INPUT MATERIAL:
╔══
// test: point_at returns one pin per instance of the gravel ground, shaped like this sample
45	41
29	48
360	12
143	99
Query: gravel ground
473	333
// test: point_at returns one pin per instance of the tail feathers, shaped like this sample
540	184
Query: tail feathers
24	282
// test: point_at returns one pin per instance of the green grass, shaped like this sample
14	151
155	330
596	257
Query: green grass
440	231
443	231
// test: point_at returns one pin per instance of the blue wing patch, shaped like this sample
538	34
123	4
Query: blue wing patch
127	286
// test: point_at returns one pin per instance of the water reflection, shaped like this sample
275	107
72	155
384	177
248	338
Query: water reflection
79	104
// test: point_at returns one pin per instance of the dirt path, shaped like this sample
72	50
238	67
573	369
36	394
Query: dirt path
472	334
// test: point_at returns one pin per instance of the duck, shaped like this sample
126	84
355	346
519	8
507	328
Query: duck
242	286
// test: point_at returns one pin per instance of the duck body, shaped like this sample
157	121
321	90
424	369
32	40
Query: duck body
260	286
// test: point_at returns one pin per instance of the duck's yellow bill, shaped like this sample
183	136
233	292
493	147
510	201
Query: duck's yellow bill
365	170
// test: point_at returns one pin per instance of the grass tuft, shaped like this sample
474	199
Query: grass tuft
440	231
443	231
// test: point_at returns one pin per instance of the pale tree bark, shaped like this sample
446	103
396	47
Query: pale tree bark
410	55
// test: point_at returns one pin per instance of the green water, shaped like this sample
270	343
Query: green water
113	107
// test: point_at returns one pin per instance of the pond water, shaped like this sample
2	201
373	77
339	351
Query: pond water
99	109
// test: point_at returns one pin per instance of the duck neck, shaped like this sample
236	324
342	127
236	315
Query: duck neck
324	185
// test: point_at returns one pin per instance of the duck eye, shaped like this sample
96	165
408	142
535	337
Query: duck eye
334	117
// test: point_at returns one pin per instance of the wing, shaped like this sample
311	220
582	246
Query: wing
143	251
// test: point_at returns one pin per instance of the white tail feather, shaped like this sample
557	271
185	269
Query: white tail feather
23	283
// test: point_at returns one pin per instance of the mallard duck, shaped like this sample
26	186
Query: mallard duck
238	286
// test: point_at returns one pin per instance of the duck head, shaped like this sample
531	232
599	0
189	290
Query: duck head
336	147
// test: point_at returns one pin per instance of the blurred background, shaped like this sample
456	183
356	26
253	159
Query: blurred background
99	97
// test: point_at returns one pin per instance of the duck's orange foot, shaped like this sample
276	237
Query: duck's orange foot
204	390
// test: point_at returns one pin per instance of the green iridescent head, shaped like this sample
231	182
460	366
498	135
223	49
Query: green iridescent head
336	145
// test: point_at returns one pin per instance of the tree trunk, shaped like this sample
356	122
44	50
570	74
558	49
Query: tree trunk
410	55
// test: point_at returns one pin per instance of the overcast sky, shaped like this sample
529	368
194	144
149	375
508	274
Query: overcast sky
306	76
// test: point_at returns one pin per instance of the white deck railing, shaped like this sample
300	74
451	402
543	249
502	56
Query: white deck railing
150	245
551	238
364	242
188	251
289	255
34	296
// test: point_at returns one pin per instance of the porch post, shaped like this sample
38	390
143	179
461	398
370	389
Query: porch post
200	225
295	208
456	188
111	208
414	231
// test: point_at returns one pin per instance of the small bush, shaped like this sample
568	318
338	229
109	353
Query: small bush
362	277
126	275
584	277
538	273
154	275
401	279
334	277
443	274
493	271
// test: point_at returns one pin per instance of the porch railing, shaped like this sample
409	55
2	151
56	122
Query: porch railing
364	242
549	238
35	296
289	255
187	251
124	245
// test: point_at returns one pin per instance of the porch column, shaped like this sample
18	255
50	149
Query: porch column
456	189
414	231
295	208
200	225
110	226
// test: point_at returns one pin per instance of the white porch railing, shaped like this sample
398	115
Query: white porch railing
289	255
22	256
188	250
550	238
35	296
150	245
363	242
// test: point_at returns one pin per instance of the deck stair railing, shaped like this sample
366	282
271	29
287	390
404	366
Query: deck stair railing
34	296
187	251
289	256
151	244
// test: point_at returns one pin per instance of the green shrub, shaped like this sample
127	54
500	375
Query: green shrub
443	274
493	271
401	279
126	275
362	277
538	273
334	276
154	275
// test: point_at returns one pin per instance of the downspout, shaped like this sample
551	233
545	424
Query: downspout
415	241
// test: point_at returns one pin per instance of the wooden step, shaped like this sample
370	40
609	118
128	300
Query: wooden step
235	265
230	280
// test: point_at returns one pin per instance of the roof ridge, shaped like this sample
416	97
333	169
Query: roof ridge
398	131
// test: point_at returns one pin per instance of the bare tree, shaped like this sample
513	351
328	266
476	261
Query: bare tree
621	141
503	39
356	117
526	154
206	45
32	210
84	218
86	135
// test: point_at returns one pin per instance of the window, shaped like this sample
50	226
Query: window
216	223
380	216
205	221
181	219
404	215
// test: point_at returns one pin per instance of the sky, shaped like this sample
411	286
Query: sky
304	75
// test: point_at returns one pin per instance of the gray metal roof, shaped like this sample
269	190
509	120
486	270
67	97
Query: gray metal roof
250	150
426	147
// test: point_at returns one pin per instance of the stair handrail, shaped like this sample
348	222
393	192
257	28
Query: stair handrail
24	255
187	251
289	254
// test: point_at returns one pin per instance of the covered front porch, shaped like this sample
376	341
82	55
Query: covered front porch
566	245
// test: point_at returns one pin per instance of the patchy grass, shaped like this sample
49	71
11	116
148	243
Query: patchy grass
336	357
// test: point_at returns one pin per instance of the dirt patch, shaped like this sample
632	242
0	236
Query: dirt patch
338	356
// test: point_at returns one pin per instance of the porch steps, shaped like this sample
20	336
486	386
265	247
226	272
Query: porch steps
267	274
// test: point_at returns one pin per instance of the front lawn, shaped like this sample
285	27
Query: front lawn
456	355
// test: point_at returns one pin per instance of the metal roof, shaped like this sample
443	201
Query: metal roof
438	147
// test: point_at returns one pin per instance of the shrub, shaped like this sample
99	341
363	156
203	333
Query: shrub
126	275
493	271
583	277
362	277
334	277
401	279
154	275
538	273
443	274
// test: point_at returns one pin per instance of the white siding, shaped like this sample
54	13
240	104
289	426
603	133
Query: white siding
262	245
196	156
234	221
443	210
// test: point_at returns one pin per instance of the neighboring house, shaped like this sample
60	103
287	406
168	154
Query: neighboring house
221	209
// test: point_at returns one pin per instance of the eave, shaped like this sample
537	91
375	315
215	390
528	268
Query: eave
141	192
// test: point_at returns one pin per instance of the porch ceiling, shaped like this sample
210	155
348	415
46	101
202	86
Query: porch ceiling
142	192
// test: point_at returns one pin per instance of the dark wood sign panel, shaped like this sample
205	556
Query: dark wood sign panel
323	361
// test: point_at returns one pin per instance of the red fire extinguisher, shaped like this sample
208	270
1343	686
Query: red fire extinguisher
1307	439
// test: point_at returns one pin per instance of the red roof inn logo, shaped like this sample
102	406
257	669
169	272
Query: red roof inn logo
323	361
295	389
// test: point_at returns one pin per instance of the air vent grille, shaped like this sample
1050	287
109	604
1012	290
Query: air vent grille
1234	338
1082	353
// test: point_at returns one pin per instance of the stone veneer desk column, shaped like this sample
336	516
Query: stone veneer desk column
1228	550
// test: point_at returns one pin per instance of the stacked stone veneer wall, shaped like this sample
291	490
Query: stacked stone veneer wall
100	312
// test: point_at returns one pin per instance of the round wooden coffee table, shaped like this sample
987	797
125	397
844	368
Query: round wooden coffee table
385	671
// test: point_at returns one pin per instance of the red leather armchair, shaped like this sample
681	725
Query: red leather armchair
╚══
In the records above, find the lines containing "leather" and copy them.

// test: point_at returns one pin per instance of the red leather armchair, shaped like this sample
Query: red leather armchair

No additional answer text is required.